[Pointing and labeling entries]

+---+

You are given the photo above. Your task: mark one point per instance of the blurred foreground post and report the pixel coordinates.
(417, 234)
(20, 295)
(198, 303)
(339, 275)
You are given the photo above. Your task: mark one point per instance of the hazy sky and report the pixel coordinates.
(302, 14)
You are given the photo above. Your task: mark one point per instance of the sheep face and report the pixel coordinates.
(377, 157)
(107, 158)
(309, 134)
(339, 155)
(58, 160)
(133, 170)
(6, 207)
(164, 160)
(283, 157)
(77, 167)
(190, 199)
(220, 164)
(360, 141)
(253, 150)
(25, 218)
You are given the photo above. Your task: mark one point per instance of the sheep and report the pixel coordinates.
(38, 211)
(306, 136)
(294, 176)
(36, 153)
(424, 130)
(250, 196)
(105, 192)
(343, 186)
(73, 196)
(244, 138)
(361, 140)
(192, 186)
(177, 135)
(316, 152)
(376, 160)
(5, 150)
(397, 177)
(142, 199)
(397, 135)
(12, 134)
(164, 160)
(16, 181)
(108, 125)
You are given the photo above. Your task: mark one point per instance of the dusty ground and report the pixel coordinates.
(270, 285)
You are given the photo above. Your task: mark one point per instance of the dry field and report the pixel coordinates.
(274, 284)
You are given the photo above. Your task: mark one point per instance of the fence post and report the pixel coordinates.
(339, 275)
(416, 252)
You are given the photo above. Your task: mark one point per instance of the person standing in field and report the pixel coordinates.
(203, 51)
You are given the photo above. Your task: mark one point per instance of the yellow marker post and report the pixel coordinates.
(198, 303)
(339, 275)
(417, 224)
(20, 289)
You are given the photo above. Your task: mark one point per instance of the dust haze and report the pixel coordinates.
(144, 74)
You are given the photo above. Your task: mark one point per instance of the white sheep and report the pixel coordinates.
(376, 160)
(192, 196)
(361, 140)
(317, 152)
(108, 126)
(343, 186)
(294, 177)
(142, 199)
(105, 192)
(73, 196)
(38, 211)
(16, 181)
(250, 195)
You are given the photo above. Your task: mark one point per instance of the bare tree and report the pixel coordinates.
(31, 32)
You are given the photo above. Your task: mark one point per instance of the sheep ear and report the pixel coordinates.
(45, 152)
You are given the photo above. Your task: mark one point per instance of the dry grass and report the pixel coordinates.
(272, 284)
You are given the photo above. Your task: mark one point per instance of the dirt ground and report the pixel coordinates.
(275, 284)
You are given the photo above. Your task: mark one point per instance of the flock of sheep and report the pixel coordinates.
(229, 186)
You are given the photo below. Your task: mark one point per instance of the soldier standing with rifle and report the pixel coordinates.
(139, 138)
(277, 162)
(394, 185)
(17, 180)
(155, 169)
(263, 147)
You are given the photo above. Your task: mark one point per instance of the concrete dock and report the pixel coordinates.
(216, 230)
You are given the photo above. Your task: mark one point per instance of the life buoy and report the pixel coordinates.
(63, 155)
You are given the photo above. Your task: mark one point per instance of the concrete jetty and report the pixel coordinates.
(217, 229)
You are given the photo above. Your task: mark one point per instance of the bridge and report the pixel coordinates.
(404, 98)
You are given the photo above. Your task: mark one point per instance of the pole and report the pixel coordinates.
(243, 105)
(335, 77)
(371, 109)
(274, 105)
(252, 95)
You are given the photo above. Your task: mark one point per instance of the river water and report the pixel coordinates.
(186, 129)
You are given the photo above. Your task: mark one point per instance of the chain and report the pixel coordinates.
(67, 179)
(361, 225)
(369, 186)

+---+

- _Short task_: Recast as a numbered list the lines from the one containing "buoy and report the pixel coordinates." through the final line, leaving out any blank lines.

- _Answer in full_:
1. You are given the photo above. Your task: mark one point per instance of the life buoy and report the pixel coordinates.
2. (63, 155)
3. You are given the photo above. Your task: mark one point per instance of the concrete jetty and report the pixel coordinates.
4. (217, 229)
5. You are given the photo above. Your task: mark one point per instance of the bridge and report the pixel coordinates.
6. (404, 98)
7. You are given the photo above. Your task: mark one point per instance of the pole and report the pixel coordinates.
8. (243, 105)
9. (335, 77)
10. (371, 109)
11. (274, 105)
12. (252, 95)
13. You are given the photo above. Your task: mark one point per instance of the river water and report the pixel coordinates.
14. (186, 129)
15. You are given the photo above. Your task: mark one point per instance of the chain and report the pixel coordinates.
16. (67, 179)
17. (361, 225)
18. (369, 186)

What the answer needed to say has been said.